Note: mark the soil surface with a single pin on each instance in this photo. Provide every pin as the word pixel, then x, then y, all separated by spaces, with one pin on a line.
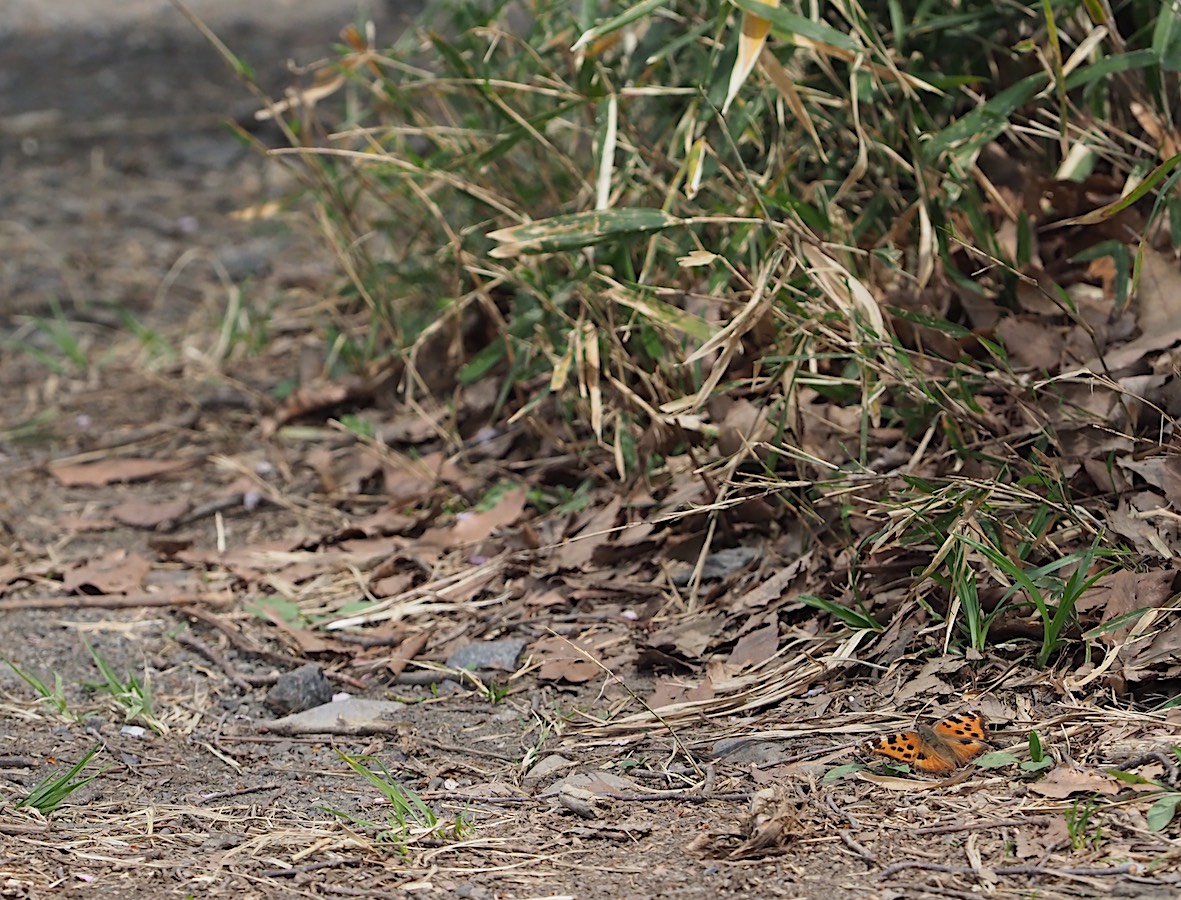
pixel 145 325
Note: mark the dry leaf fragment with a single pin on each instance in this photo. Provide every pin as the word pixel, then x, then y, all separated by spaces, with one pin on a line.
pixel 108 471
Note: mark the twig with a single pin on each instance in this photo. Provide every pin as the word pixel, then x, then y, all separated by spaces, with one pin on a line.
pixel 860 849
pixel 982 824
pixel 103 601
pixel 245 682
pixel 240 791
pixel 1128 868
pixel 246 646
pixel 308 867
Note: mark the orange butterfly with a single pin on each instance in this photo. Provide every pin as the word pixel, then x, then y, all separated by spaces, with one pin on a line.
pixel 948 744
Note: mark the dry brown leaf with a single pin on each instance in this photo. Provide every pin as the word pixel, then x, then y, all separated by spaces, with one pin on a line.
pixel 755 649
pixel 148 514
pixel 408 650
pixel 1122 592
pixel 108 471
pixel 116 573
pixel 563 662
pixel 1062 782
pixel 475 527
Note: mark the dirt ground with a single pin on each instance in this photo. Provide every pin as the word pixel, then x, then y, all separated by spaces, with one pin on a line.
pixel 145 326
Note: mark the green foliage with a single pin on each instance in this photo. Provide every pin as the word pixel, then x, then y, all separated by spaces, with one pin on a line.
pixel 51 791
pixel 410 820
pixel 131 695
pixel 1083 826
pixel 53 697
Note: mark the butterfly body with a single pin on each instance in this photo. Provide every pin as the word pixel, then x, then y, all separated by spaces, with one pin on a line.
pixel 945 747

Task statement
Copy each line exactly, beginning at the one with "Note: mark the green" and stopping after the last line of the entries. Include nothing else.

Finished task
Note: mark the green foliage with a single pin on each instance in this photo. Provide every pin as the word pixel, then x, then y, all separated by spaces, with one pin on a line.
pixel 51 791
pixel 410 820
pixel 131 695
pixel 1083 826
pixel 53 697
Note: mark the butterfly body with a single pin on each instance in this photo. Provide every pin as the word pixel, then x, then y, all separated by spaces, with one pin on a line.
pixel 945 747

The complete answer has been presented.